**Passage to read:**
Taking Your Time
Let’s talk about procrastination. We all do it. We all know we shouldn’t. I’ll admit that I finally sat down to write this, a column about procrastination, after procrastinating for over a week. And even after writing those few sentences, I’m finding excuses to put this off just a bit longer – pour another cup of coffee, give the dog a belly rub.
We all do it, even though we know we shouldn’t. But procrastinating when I have a deadline looming? Waiting until it’s down to the wire to start something? Never again! That was by far the most important lesson I learned in high school, and, as with most things, I learned the hard way through experience.
“I Can Do That?”
I grew up in a small town, therefore, I went to a small high school. It wasn’t a bad school, but small schools in rural places simply don’t have the opportunities available in larger areas. There weren’t options for what courses I could take; everyone takes the same classes, just at varying paces. I was decent in humanities but mediocre at best in Science, Technology, Engineering and Math (STEM). Maybe I was a slightly above-average student overall, but that’s by rural standards.
So with the support of my parents, I sought out an opportunity, a way to get away for a bit. I applied for various programs and exchanges and was (somewhat unsurprisingly) turned down by all. Truly, no one would choose me for a prestigious internship in the U.S. Senate over, say, the daughter of a prominent environmental activist who also happened to model for a major outdoor brand (just to make up a totally fictitious person).
After receiving the final rejection letter, I sat at the dinner table with my family, brainstorming what to do, when my mother jokingly suggested that I backpack around Europe. Naturally, I responded as most teenagers would when given this opportunity for freedom and international adventure: “I can do that?” Of course, there were some stipulations: I had to go with a friend, find hosts along the way and work with the school to earn credits for the trip.
As luck would have it, my best friend had finished a similar unsuccessful attempt to transfer out of our school, so we put things in motion. We cobbled together family, friends, friends of family, someone’s neighbor’s third cousin and set an itinerary of seven countries and 17 cities mostly across Europe.
We made arrangements with our high school to do coursework along our travels, like earning history credits for going to museums. For music, we attended concerts and shows, including an unforgettable Gregorian chant performance in the Notre-Dame de Paris.
Our English work was blogging about the trip (it still exists on the depths of the internet), and we somehow got physical education credits for “making healthy choices,” although I have no idea how we finagled that one because I ate so much good food on that trip!
Many lessons we learned on that trip were non-academic. Sure, we took full advantage of all the cultural offerings abroad, but we also learned life lessons, mostly through mishaps. We learned to always double-check that you have your keys (all of them) and double-check the time (and any time changes). We learned what to do when you get lost from each other or lost in general. I even learned what to do when your purse gets stolen in a foreign country (cancel all your cards and thank your lucky stars that the police recovered almost everything but the cash).
The Consequences of My Inactions
The most important lesson from that experience was one I learned after the trip, the one about procrastination. We traveled for a semester during junior year, the most important year when applying for college. We had to make up those core classes, which is why, in my senior spring, when most students were taking easy electives and ducking out early to go hiking on nice afternoons, I was taking two senior Advanced Placements (APs), the junior-level humanities classes and a mostly-sophomore chemistry class.

**Supplied records:**
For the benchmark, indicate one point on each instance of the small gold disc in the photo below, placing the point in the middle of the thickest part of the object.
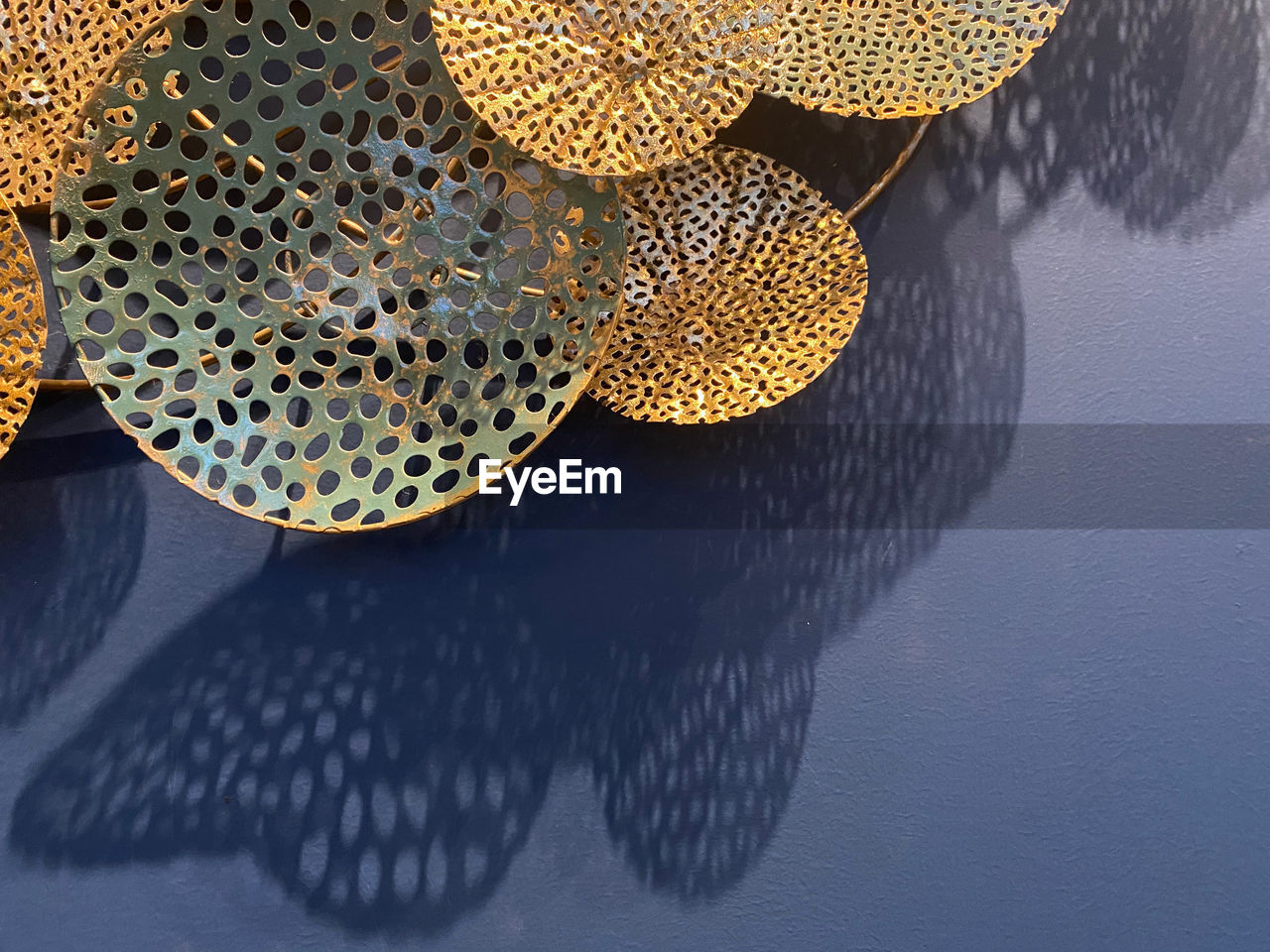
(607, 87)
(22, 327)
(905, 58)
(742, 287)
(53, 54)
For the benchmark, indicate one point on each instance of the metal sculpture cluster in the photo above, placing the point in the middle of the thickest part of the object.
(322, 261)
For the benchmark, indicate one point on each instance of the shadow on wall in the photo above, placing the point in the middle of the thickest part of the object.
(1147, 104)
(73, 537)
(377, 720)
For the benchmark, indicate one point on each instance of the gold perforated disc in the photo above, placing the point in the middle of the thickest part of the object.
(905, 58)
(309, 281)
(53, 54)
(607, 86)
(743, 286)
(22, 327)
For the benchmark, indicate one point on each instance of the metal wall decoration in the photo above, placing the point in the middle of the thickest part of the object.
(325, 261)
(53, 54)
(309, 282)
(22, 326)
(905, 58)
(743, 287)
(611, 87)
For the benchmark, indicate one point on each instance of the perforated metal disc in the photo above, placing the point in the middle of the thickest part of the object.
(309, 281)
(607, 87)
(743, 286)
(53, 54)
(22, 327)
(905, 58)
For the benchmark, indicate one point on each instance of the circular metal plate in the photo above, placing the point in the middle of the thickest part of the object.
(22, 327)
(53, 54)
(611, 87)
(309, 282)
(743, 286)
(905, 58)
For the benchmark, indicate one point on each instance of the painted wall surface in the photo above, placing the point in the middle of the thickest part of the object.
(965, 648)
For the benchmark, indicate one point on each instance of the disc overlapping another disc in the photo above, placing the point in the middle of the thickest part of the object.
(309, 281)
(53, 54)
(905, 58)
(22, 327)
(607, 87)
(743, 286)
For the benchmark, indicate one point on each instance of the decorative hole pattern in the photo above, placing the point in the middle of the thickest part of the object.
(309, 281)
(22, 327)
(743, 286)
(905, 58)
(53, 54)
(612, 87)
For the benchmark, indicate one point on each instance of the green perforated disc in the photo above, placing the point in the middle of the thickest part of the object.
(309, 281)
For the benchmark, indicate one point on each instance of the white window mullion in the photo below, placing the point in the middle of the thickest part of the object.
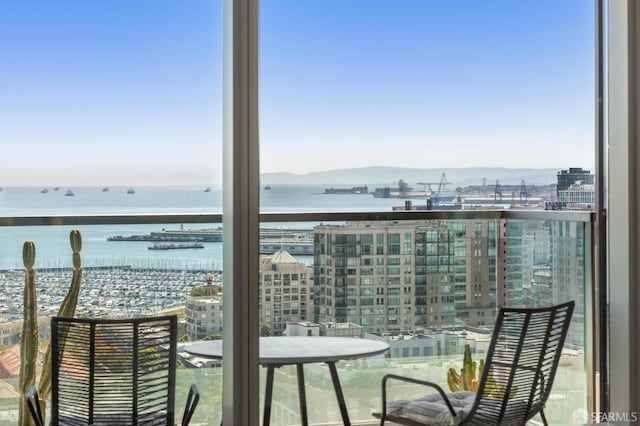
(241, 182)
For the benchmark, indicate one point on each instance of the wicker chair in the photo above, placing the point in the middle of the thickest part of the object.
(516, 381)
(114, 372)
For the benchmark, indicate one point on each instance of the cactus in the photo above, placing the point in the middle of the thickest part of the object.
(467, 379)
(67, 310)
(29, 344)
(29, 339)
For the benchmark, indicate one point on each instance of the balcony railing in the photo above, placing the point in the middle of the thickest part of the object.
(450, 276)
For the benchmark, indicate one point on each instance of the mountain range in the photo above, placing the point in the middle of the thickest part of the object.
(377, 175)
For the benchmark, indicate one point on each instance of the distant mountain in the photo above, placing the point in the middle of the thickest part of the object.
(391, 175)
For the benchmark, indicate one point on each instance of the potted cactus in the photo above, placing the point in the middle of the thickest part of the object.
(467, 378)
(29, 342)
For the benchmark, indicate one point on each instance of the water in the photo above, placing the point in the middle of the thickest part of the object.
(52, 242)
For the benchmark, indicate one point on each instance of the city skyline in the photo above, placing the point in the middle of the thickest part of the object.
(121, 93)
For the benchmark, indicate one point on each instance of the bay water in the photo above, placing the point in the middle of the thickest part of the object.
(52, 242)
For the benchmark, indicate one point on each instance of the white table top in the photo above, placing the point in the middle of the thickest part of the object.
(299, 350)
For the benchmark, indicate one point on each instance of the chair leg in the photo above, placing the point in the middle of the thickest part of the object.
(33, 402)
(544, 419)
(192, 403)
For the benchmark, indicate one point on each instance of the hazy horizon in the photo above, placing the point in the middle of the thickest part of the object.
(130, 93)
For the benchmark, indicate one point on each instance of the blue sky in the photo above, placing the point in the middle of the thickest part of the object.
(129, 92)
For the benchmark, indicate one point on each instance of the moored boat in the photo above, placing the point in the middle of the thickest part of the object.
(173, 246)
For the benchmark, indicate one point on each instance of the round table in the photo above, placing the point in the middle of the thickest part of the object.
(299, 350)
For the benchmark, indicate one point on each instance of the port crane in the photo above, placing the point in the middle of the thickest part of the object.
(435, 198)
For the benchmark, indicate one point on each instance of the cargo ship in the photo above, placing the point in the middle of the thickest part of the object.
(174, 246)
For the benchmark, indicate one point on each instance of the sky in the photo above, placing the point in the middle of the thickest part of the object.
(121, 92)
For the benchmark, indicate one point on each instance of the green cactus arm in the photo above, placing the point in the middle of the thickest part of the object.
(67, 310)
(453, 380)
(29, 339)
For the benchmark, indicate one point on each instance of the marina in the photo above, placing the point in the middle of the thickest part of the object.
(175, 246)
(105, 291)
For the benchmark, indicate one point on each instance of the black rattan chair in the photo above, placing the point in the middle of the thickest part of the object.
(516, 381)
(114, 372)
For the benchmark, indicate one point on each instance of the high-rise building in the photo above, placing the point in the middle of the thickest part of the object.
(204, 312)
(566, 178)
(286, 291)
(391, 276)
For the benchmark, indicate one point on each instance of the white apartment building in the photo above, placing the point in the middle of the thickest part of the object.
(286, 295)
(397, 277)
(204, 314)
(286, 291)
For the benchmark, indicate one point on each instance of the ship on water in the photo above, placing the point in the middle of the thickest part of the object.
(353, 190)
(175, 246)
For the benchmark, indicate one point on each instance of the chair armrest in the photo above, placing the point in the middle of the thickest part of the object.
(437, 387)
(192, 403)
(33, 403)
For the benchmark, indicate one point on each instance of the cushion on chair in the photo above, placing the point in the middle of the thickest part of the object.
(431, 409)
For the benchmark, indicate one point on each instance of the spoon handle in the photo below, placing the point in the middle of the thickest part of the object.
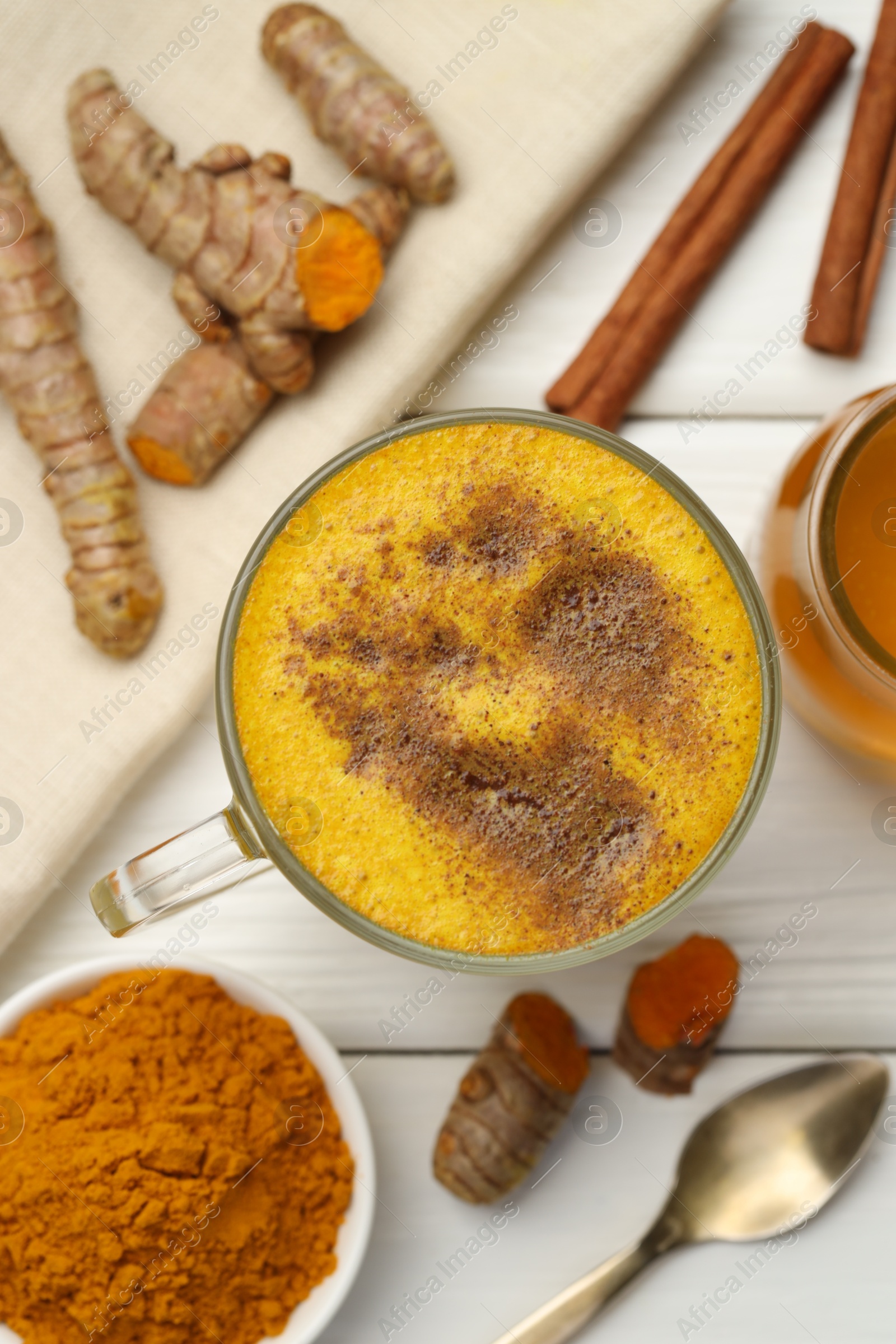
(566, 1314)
--
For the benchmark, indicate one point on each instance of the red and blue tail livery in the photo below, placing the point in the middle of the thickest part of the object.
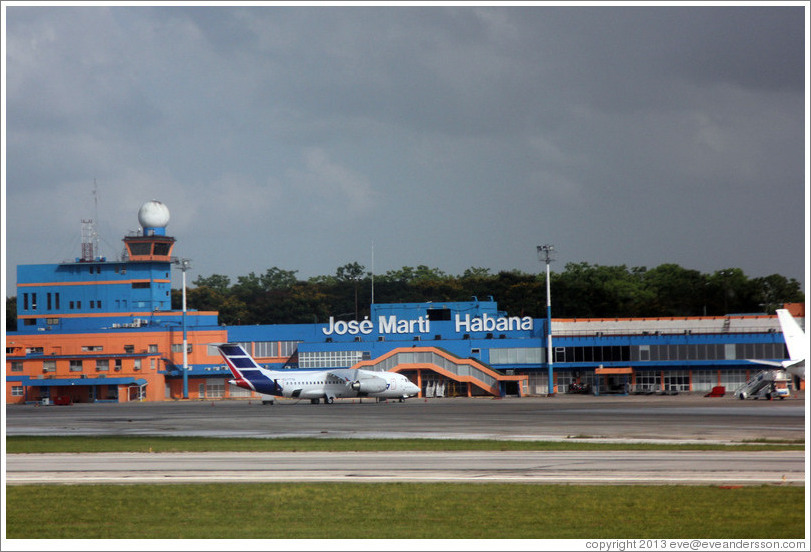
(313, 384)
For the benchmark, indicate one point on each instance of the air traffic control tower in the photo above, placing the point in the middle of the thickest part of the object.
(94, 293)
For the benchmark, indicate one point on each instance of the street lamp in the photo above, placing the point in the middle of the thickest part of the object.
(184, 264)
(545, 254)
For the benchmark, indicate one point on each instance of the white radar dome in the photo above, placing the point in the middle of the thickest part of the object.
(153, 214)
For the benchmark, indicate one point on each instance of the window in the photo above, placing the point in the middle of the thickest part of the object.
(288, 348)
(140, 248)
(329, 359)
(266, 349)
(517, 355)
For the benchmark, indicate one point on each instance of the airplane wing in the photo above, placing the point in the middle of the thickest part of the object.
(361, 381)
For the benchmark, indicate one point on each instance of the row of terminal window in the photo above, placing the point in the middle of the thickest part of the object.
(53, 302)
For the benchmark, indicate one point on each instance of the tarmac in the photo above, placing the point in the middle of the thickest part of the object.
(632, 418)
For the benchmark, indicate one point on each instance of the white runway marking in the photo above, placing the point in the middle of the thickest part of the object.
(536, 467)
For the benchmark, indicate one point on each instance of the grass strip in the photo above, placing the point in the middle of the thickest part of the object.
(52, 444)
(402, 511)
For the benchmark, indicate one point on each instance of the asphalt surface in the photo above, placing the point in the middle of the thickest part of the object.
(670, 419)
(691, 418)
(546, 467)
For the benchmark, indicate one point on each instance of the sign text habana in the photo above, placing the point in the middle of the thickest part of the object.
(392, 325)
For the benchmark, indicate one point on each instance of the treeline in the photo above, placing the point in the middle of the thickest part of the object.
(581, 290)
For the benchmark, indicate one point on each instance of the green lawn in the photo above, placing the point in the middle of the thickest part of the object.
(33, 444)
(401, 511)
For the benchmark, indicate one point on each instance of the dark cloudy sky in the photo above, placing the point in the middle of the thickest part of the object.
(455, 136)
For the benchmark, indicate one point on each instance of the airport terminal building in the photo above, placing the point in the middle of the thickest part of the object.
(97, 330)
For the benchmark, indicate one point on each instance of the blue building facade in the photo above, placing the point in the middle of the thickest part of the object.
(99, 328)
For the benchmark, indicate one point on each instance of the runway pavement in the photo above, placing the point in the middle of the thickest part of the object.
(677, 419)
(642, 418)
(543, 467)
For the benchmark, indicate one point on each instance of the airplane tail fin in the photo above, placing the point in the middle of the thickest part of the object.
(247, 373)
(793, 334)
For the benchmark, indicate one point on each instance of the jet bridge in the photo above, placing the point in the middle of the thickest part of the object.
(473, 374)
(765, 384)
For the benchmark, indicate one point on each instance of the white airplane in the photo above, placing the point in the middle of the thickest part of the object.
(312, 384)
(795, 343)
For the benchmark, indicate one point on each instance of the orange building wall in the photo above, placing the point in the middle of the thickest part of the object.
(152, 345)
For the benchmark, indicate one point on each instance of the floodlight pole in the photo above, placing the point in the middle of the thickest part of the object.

**Exercise prompt:**
Answer these questions using the column about procrastination.
1. How many countries and cities were on the travel itinerary?
2. What work earned the travelers their English credits?
3. During which year of high school did the trip take place?

**Worked solution:**
1. Seven countries and 17 cities.
2. Blogging about the trip.
3. Junior year.